EXTRACT TO READ:
They also handcuffed him behind his back while he lay face down on the ground. These actions directly contradict EMS’s own manual, which clearly prohibits face-down restraint for Emergency Petition patients. EMS and police manuals cross-reference one another’s procedures, creating the expectation of coordination and mutual adherence. Instead, these references appear to serve only as formalities, with officers failing to implement the safeguards that their own policies and joint policies prescribe.
The divergence between written policy and field practice is not unique to Melton’s case. In the shooting death of 70-year-old Pytorcarcha Brooks, whose family sought help when she experienced a behavioral health crisis on June 25, similar failures were observed: protocols designed to protect vulnerable individuals were ignored, and the coordination envisioned in official manuals broke down entirely. The result is a system in which procedural safeguards exist on paper but have no enforceable effect.
A city-led program like Albuquerque’s could streamline Baltimore’s crisis response system and place it all within the same agency, reducing the “silo” effect that Cohen and other members of City Council mentioned at the August 27 hearing.

INFORMATION SHOWN:
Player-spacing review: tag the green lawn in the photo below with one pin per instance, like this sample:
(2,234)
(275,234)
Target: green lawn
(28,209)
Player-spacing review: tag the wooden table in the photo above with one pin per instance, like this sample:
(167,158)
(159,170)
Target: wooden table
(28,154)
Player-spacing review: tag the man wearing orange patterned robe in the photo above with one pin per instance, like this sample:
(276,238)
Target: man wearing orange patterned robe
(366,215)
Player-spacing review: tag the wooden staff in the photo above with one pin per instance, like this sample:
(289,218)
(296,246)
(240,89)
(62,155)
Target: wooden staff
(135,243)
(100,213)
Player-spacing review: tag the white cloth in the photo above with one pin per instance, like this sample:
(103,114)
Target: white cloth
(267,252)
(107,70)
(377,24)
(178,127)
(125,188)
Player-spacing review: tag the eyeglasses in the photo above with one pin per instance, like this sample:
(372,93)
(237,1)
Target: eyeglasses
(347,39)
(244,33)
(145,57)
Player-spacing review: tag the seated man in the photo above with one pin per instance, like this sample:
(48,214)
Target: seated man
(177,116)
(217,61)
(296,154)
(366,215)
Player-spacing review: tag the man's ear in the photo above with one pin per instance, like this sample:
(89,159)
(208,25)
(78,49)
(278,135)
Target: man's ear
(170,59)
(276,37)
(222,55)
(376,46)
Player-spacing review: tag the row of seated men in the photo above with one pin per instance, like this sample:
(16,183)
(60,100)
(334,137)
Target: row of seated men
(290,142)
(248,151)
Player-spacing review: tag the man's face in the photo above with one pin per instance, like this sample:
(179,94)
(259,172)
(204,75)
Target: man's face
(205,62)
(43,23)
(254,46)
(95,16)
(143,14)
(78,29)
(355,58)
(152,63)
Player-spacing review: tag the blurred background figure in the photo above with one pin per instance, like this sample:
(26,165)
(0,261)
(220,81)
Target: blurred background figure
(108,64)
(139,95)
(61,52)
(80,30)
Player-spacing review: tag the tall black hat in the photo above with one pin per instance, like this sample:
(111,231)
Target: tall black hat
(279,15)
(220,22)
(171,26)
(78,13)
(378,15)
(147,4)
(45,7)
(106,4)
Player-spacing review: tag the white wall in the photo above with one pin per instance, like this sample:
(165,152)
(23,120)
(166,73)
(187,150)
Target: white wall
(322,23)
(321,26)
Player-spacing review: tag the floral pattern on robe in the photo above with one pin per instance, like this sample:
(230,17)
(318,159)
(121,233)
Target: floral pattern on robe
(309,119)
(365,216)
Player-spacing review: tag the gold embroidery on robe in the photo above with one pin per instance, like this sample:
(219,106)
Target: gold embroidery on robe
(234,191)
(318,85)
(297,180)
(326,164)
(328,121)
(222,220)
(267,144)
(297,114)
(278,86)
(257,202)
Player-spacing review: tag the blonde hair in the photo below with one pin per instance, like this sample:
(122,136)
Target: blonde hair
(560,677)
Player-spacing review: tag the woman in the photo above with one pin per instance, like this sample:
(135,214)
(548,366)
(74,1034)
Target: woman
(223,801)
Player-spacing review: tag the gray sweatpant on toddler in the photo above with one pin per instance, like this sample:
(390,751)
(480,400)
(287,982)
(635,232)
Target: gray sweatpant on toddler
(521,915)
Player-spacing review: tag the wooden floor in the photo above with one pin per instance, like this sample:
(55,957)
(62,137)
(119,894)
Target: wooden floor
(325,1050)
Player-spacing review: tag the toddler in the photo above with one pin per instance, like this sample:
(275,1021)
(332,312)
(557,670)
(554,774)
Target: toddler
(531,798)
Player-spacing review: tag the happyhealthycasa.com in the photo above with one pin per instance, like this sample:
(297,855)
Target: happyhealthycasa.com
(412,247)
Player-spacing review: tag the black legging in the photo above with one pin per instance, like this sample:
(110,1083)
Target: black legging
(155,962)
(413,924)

WORK ITEM: Write out everything from "The divergence between" down to "no enforceable effect." in the passage on Baltimore's crisis response, substituting "procedures" for "protocols".

OUTPUT FOR THIS TASK:
The divergence between written policy and field practice is not unique to Melton’s case. In the shooting death of 70-year-old Pytorcarcha Brooks, whose family sought help when she experienced a behavioral health crisis on June 25, similar failures were observed: procedures designed to protect vulnerable individuals were ignored, and the coordination envisioned in official manuals broke down entirely. The result is a system in which procedural safeguards exist on paper but have no enforceable effect.